• **TEXTO PARA LEITURA**
- - -
Na Argentina, boa parte dos mais de 12 mil estudantes brasileiros de Medicina estão em Buenos Aires. Mas a presença verde e amarela é visível também em La Plata, Rosário, La Rioja, Córdoba, Mar del Plata, Santa Fé e San Miguel de Tucumán.
O Ministério de Educação da Argentina diz que “não possui cifra exata do número brasileiros cursando Medicina no país, mas afirma que este curso é “o mais solicitado nas instituições de ensino argentinas por razões de prestígio, qualidade, livre ingresso e custo”. De acordo com o ministério, só entre 1º de janeiro e 31 de maio deste ano foram convalidados 2.174 certificados de conclusão de ensino médio do Brasil. Traduzindo, nos cinco primeiros meses deste ano a Argentina aceitou a matrícula de mais de 2,1 mil estudantes brasileiros em suas universidades.
A Faculdade de Medicina da Universidade Nacional de La Plata (UNLP) registrava somente 11 estudantes brasileiros em 2015. Esse número saltou para 566 agora em 2018. Na Universidade Nacional de Rosário (UNR) são cerca de 1,5 mil brasileiros no curso de Medicina. Em algumas instituições argentinas, um de cada três novos matriculados nos cursos de Medicina é brasileiro.
Ausência de vestibular e preço baixo
O número insuficiente de vagas nas universidades públicas e particulares brasileiras para atender a grande demanda de vestibulandos é apontado por estudantes e agenciadores como um dos motivos da corrida de brasileiros para esses países. Mas a ausência de vestibular e os baixos preços das mensalidades que chegam a ser até 15 vezes menor que os cobrados no Brasil – são os maiores atrativos. No caso das instituições públicas argentinas, os brasileiros podem ingressar no curso sem prestar exames e estudam de graça.
R$ 700
é o valor da mensalidade
de algumas escolas de
Medicina da Bolívia,
país que tem cerca de 25
mil estudantes brasileiros.
A maioria está concentrada
em Cochabamba e Santa Cruz
de la Sierra.
No Paraguai, a maioria dos cursos custam entre R$ 700 e R$ 1.200 por mês. Muitos estudantes que fizeram matrícula em cidades fronteiriças, como Pedro Juan Caballero e Ciudad del Este, tem a opção de morar no Brasil – Foz do Iguaçu e Ponta Porã – ou em terras paraguaias.
Na Argentina a realidade para os estudantes é um pouco mais diversificada. Enquanto grande parte estuda gratuitamente em universidades famosas, como a Universidade de Buenos Aires (UBA), outros pagam mensalidades de até R$ 2.500. As faculdades mais baratas cobram em torno de R$ 900 por mês.
- - -
• **DADOS FORNECIDOS**
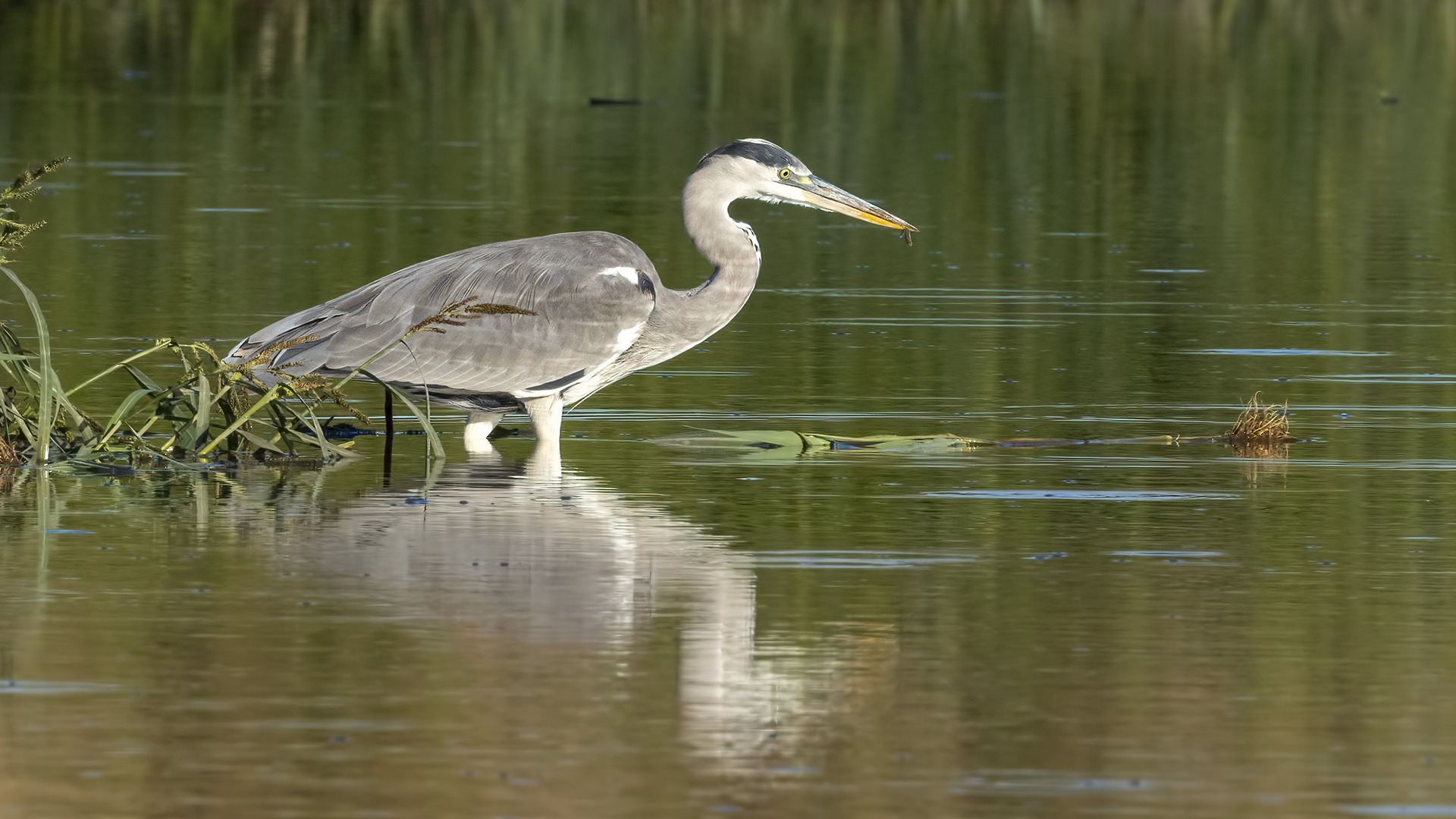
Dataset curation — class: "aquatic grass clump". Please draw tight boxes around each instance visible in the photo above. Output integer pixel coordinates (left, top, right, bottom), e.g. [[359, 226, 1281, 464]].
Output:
- - -
Com base no texto sobre brasileiros que cursam Medicina nos países vizinhos, responda:
(a) Quantos estudantes brasileiros a Faculdade de Medicina da UNLP registrava em 2018?
(b) Quanto custa por mês a maioria dos cursos no Paraguai?
(c) Em quais cidades da Bolívia fica a maioria dos estudantes brasileiros?

• **RESPOSTA**
(a) 566 estudantes.
(b) Entre R$ 700 e R$ 1.200.
(c) Em Cochabamba e Santa Cruz de la Sierra.